---------- Task material ----------
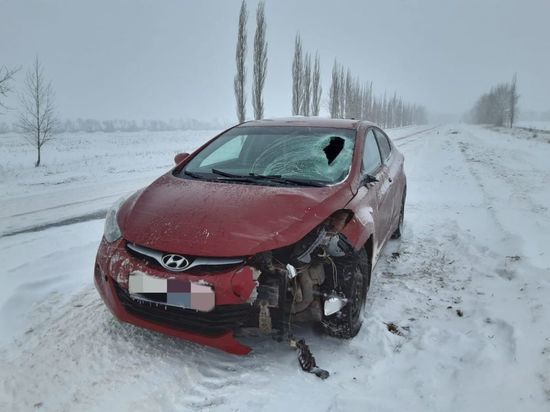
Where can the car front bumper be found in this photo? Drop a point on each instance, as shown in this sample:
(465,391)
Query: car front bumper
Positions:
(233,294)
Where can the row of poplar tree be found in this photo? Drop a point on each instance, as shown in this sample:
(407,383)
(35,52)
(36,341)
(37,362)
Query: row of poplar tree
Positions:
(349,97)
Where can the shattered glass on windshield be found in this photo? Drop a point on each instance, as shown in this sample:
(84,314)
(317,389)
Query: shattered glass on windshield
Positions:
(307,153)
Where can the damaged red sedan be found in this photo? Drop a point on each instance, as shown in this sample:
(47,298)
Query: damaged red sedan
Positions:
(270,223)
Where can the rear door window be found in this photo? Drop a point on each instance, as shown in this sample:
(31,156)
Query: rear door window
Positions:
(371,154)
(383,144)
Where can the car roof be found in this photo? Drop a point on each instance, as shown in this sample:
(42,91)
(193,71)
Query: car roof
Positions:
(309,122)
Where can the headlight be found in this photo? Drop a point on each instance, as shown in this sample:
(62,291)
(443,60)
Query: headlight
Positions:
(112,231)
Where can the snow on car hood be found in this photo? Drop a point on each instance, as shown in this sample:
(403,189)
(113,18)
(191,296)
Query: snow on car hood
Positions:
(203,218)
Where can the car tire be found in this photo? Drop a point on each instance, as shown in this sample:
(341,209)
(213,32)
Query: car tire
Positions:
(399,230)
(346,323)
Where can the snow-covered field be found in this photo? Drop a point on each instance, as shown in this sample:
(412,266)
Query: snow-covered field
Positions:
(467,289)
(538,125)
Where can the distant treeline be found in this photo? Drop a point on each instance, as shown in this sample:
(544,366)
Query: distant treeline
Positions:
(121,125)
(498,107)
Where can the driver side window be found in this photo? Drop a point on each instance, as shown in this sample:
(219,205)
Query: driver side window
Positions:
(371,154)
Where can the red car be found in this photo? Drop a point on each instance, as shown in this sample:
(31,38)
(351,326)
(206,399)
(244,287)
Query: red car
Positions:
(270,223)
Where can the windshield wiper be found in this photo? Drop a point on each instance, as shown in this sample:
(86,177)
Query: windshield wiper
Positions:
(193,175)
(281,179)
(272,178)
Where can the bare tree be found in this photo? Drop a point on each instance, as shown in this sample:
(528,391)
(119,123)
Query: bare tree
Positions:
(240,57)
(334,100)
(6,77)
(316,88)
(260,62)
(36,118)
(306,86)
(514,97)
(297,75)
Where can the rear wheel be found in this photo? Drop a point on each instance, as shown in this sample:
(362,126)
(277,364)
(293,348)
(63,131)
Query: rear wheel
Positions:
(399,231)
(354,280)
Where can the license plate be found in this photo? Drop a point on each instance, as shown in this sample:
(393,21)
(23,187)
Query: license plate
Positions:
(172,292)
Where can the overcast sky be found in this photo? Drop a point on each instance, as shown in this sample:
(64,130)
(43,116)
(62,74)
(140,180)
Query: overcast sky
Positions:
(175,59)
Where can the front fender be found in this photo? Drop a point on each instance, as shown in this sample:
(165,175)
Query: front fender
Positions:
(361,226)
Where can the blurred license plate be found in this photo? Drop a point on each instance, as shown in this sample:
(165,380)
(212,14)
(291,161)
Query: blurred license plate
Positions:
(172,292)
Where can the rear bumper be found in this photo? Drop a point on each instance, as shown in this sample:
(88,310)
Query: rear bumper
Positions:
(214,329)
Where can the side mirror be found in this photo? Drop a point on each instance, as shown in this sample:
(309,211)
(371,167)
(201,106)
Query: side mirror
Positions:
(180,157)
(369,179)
----------
---------- Task material ----------
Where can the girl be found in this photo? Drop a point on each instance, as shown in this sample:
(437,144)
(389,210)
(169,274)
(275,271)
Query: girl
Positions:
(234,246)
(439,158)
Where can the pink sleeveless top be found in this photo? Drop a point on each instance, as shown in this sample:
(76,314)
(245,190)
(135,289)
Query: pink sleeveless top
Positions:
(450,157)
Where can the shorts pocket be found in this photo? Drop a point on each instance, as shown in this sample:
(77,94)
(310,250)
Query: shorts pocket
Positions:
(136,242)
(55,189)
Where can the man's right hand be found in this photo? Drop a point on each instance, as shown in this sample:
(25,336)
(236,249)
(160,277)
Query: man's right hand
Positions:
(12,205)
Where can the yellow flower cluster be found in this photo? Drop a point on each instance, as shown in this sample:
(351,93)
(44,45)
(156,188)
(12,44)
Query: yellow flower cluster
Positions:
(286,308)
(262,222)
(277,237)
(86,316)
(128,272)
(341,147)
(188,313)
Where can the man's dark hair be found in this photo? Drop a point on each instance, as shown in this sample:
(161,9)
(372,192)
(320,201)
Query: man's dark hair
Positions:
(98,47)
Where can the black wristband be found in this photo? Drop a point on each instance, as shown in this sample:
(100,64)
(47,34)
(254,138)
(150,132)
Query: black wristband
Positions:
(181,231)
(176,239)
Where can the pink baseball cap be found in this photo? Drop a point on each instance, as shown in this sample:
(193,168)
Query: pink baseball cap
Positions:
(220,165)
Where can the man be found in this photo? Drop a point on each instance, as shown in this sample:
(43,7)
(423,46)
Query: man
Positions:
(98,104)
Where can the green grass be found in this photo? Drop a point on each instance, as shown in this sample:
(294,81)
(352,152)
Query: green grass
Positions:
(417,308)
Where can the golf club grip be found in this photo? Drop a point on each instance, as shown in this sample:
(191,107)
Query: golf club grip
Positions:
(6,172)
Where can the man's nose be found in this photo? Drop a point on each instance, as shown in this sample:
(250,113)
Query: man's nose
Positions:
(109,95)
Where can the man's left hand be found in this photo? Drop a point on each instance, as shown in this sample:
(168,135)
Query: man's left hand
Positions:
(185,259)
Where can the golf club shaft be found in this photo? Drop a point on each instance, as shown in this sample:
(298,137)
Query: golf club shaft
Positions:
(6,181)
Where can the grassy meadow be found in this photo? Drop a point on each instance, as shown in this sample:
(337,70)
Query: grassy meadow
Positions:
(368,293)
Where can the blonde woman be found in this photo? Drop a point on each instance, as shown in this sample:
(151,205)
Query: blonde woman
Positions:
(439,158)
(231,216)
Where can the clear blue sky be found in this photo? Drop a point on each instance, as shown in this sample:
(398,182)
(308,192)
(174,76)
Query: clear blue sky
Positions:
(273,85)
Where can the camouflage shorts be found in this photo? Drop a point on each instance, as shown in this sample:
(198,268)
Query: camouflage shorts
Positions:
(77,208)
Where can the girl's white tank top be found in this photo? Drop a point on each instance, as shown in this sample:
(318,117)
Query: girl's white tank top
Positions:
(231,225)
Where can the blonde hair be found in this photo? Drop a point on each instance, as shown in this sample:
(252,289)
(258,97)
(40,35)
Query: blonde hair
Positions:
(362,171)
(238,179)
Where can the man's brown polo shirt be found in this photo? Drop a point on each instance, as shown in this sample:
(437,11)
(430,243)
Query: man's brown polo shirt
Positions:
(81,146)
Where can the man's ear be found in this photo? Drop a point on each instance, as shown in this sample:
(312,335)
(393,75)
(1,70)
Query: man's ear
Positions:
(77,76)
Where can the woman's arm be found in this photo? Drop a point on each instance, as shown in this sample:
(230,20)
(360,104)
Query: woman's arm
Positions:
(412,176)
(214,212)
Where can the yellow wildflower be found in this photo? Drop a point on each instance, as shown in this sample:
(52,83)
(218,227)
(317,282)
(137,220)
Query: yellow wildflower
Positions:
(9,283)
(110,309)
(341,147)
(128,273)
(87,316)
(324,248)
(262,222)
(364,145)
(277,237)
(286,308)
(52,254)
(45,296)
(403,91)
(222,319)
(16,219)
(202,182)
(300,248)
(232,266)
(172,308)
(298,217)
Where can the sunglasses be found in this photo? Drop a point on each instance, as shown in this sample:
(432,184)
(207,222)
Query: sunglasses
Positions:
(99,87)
----------
__Description of the task__. What is asked for is an exact copy of the lines above from the one containing "Where can the car roof" through the one containing "Where can the headlight", and only those.

__Solution__.
Where can the car roof be found in this photo? Drop a point on each instance, as shown in this sample:
(42,91)
(193,71)
Query: car roof
Positions:
(309,122)
Where can the headlight be found in this photo? Drop a point on each instance, as shown in this sample:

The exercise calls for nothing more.